Task prompt: Recast the rows below as a Markdown table with the columns No. and Line, giving each non-blank line its sequential number and its text.

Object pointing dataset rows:
# # # # #

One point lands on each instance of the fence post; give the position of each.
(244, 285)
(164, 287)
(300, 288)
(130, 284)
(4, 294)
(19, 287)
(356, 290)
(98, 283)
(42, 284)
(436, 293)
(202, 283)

# # # # #

Full output:
| No. | Line |
|---|---|
| 1 | One point lands on each instance of the fence post; give the position of each. |
| 2 | (244, 285) |
| 3 | (164, 287) |
| 4 | (300, 288) |
| 5 | (130, 284) |
| 6 | (4, 294) |
| 7 | (19, 287) |
| 8 | (356, 290) |
| 9 | (98, 283) |
| 10 | (42, 284) |
| 11 | (436, 293) |
| 12 | (202, 283) |